[Try it]
For this exercise, retype every record below exactly and keep the pictures out.

Natural-language object grounding data
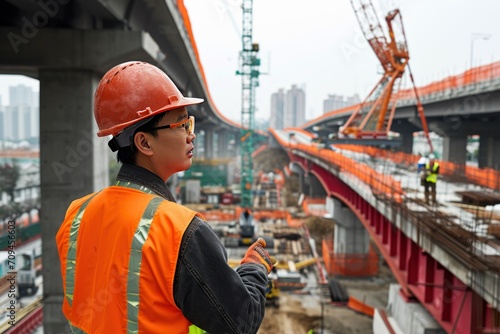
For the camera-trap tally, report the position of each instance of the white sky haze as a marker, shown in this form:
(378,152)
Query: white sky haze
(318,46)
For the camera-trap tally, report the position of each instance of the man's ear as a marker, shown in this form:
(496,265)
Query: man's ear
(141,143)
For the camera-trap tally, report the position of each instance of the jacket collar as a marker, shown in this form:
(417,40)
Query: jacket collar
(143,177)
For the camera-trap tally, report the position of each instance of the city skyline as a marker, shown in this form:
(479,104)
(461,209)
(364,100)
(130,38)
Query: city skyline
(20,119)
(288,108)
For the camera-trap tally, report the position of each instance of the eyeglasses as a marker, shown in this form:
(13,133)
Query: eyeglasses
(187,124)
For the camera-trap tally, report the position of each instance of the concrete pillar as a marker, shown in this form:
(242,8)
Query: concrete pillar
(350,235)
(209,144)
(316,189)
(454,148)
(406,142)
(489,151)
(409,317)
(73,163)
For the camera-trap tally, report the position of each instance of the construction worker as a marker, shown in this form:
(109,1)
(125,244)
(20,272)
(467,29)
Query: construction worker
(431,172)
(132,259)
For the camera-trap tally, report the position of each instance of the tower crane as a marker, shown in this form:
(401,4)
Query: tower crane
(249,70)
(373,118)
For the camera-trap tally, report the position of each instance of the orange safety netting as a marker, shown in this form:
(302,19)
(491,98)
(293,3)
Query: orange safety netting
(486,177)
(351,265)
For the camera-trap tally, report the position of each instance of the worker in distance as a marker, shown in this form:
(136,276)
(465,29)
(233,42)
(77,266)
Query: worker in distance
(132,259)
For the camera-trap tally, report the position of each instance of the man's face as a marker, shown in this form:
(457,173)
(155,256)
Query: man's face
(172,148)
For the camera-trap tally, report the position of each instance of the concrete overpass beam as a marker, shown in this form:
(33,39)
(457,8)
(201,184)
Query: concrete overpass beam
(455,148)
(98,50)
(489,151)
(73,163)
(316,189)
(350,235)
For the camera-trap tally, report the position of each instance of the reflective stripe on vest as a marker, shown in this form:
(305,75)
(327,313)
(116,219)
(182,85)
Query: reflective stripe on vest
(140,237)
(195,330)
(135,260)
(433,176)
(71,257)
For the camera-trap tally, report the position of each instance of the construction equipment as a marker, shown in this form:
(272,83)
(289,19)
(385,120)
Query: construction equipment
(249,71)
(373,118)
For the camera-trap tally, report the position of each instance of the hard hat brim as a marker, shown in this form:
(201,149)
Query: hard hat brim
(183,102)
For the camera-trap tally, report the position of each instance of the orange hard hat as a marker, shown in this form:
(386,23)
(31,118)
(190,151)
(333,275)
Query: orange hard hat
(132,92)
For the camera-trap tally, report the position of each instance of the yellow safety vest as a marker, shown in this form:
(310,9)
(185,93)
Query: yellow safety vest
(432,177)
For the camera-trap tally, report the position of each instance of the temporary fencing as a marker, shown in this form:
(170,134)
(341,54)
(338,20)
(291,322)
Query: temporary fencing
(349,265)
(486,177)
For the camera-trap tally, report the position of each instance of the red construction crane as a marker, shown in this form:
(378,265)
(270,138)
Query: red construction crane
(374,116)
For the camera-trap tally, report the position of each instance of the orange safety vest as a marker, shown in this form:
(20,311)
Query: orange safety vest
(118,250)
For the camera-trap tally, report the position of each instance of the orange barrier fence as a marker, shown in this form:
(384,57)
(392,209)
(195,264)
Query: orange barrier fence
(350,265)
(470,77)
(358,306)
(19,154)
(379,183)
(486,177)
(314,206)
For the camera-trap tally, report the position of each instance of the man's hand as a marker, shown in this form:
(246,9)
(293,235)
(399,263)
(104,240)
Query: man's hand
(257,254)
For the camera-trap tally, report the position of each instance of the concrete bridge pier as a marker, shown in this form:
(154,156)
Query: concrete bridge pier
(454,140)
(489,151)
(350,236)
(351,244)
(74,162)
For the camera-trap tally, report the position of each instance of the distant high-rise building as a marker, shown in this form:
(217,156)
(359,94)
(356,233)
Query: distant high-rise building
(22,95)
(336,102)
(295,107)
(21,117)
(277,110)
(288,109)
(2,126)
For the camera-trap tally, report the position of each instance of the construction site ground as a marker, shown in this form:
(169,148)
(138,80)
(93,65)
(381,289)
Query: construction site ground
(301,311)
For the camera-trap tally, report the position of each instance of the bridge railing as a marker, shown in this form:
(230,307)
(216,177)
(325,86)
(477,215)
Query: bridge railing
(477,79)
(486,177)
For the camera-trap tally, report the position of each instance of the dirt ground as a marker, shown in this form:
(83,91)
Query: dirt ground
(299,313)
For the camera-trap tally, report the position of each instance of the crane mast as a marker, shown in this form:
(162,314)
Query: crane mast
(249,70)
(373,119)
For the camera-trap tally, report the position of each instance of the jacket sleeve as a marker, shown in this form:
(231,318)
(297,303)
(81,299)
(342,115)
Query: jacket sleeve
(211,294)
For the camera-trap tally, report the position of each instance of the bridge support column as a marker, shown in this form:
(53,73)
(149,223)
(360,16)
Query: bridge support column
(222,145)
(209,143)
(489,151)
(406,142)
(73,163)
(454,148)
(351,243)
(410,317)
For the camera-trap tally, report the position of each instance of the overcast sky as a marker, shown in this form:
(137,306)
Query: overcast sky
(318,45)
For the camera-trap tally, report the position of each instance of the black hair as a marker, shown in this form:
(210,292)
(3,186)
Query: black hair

[Your solution]
For the camera-trap tally, report the position of each instance of the white sky haze as a marker, shown in this form:
(378,152)
Query: white sky haze
(318,46)
For the camera-trap tally, report the position of each instance of the man's ear as a marker, shown in this form:
(496,265)
Query: man's ear
(141,143)
For the camera-trap tally, report the position of each instance of the jacket collar as a marker, shown in this form:
(417,40)
Query: jacket collar
(143,177)
For the camera-trap tally, report the position of each instance of the city skyline as a marker, shown in this form:
(479,104)
(461,209)
(364,100)
(130,38)
Query: city skyline
(20,119)
(288,108)
For the camera-trap tally, report the position of each instance of the eyeglasses as a marker, shown in this form:
(13,133)
Query: eyeglasses
(187,124)
For the camera-trap tally, report the position of each instance of the concrete pillar as a marker, shown in this form:
(242,8)
Query: concrete pillar
(350,235)
(209,144)
(316,189)
(454,148)
(406,142)
(489,151)
(409,317)
(73,163)
For the camera-trap tally, report the position of each instance of the construction worker as a marker, shown in this form:
(109,1)
(125,244)
(20,272)
(467,29)
Query: construction worker
(431,172)
(132,259)
For the camera-trap tally, report the position of each instance of the tower crane as a marker, shown in this form:
(401,4)
Query: tower crane
(249,70)
(373,118)
For the camera-trap tally, report the position of each instance of the orange safety netting as a marker, shown in this form:
(302,19)
(491,98)
(293,3)
Query: orange safety netting
(486,177)
(351,265)
For the camera-trap tally, report the position of each instance of the worker in distance as a marker, shown in this form:
(136,276)
(465,29)
(233,42)
(77,266)
Query: worker in distance
(132,259)
For the camera-trap tally, report the position of each instance of the man's face as a marker, shown in this form:
(457,173)
(155,256)
Query: man's face
(172,148)
For the camera-trap tally, report the position of each instance of the concrete overpass beam as a marker, shown in this form:
(33,39)
(457,8)
(201,184)
Query: concrete overpass beam
(455,148)
(98,50)
(489,151)
(73,163)
(316,189)
(350,235)
For the camera-trap tally, report the position of each instance of the reflective stripe on vest as a marker, shown in this form:
(305,75)
(327,313)
(116,219)
(182,85)
Query: reflective stripe on vest
(140,237)
(195,330)
(135,260)
(433,176)
(71,257)
For the camera-trap tally, report the position of each instance of the construction equipment as a marker, shown in this form:
(272,83)
(289,19)
(385,120)
Query: construction equipment
(249,71)
(373,118)
For the camera-trap tally, report the position of each instance of the hard hat brim as a marker, shown in this form:
(201,149)
Query: hard hat brim
(183,102)
For the camera-trap tally, report the position of each instance of the orange hard hat as a marker, shown in this form:
(386,23)
(31,118)
(190,151)
(333,275)
Query: orange hard hat
(132,92)
For the camera-trap tally, report the position of each instance of the yellow safety vest as a marker, shown in this form:
(310,9)
(185,93)
Query: yellow safety vest
(432,177)
For the camera-trap tally, report the position of each instance of the temporary fencing as a marker, shown in this form:
(170,134)
(341,54)
(338,20)
(291,322)
Query: temporary fencing
(349,265)
(486,177)
For the camera-trap tally, report the position of each instance of the red construction crane as a marker, shown in this form:
(378,265)
(270,138)
Query: red construction crane
(374,116)
For the camera-trap tally, report the position of each instance of the orange safety vest as a marker, shown in this form:
(20,311)
Query: orange safety vest
(118,250)
For the camera-trap tally, report the position of each instance of the orange barrier fence as a marker, shown in this form:
(384,57)
(392,209)
(195,264)
Query: orange barrier fence
(350,265)
(470,77)
(358,306)
(19,154)
(379,183)
(486,177)
(314,206)
For the camera-trap tally, report the position of each instance of the man's hand as a marker, shown in this form:
(246,9)
(293,235)
(399,263)
(104,240)
Query: man's hand
(257,254)
For the camera-trap tally, report the position of each instance of the concrete bridge pier as a marker, shown in this form:
(154,156)
Query: concrete bridge pier
(454,140)
(489,151)
(350,236)
(351,244)
(74,162)
For the camera-trap tally, report the position of each instance of the distant high-rise building as a marker, shown in this form:
(217,156)
(359,94)
(356,233)
Query: distant high-rise building
(22,95)
(336,102)
(295,107)
(21,117)
(277,110)
(288,109)
(2,126)
For the camera-trap tally, report the position of each instance of the construction site ground as a marker, shown in this form:
(169,148)
(138,80)
(93,65)
(381,289)
Query: construction site ground
(301,311)
For the camera-trap tally, report the position of each instance of the bridge railing as a marker, shown in this form:
(230,307)
(216,177)
(325,86)
(477,215)
Query: bridge railing
(477,79)
(486,177)
For the camera-trap tally, report the position of each instance of the dirt ground as a marker, shown in this form:
(83,91)
Query: dirt ground
(299,313)
For the camera-trap tally, report the position of each instance of the crane mast as a marker, shown in this form:
(162,314)
Query: crane mast
(249,70)
(373,119)
For the camera-trap tally, report the position of each instance of the jacket sleeve as a marker, shown in this form:
(231,318)
(297,303)
(81,299)
(342,115)
Query: jacket sleeve
(211,294)
For the camera-trap tally, report the position of each instance of the bridge support column as a marker, shown in this form:
(53,73)
(149,223)
(360,16)
Query: bridge support column
(222,145)
(209,143)
(489,151)
(406,142)
(73,163)
(454,148)
(351,243)
(410,317)
For the camera-trap tally, report the position of each instance of the overcast sky as a marker, shown in this form:
(137,306)
Query: overcast sky
(318,45)
For the camera-trap tally, report the position of each instance of the black hair as a marker, shown in this form:
(210,292)
(3,186)
Query: black hair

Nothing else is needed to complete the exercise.